▶ Activities
[1] Reproduce the portion of the blog post about the cat Sassy that opens with the words containing "I could hardly" and closes with "to hear them.".
[2] Name each measure the blog post about the cat Sassy says is being taken to care for her after the vet visit.
[3] Carry the blog post about the cat Sassy further, continuing on from its final sentence.

▶ Passage to read
Monday, June 04, 2007

Love hurts

for the last two days, my nearly 7 year old cat Sassy has been panting and having trouble breathing, so today I got her to the vet and found out her heart has enlarged to twice it's normal size and is limiting her lung capacity. Her lungs are half full of fluid. We're treating her with medicine to help get rid of the fluid but there isn't really anything to do for her heart. We have to watch her closely and limit her activity. The doctor seems to think we'll know by Thursday or so if she'll be likely to pull through this. Even then she's going to be living with a heart condition. She is the sweetest animal I have ever known, and has seen me through a lot of rough times in the past few years. I can't even begin to explain how supremely terrible this feels.






I could hardly stand up when I heard the phrases 'quality of life' and 'make her more comfortable'. They're supposed to be good things, and I'm grateful to have such a nice vet who is concerned with them - but I still didn't want to have to hear them.

Referring expression data:
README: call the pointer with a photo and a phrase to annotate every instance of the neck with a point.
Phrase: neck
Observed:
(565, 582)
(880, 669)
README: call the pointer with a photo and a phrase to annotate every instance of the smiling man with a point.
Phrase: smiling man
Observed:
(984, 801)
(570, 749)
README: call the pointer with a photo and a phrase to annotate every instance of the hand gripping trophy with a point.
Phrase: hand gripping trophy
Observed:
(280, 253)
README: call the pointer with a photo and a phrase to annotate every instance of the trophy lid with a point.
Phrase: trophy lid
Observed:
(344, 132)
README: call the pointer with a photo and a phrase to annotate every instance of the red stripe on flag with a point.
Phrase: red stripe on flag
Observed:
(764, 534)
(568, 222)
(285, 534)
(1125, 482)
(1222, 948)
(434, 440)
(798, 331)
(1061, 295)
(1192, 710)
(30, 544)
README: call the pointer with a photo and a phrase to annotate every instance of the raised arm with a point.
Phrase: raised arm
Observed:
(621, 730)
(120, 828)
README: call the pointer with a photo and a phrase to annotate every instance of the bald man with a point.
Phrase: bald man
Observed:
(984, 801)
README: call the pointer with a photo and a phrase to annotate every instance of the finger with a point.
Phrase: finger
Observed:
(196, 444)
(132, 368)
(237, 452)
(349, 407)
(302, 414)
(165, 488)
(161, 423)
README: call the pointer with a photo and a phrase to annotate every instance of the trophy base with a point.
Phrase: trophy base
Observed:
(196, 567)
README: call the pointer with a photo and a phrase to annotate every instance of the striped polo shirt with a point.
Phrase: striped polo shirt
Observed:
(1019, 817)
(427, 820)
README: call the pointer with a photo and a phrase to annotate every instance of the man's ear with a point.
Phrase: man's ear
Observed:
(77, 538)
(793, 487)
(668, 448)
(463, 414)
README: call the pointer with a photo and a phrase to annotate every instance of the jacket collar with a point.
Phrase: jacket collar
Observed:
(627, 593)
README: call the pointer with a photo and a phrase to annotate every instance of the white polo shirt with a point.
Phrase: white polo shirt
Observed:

▶ Answers
[1]
I could hardly stand up when I heard the phrases 'quality of life' and 'make her more comfortable'. They're supposed to be good things, and I'm grateful to have such a nice vet who is concerned with them - but I still didn't want to have to hear them.

[2]
- Treating her with medicine to help get rid of the fluid
- Watching her closely
- Limiting her activity

[3]
The Dr even kissed Sassy and told her that she loved her - we've been through a lot with this dr over the years but never anything major before. Then she told me we never know; Sassy is full of spirit and cats do have 9 lives, after all.



Happy Birthday Brother

Today would have been my brother's 35th birthday. It's hard to believe, as I will always think of him as being about 21. He had a huge personality and was always full of life. Losing a sibling is a wound that nothing can truly heal, not even time; the pain just gets more tolerable as you go along. It's a lot like having a limb amputated, I suppose; you get used to it. Just like with an amputatee who has the sensation of a phantom limb, as well, he is such a part of me that I can still feel his presence in my life even now.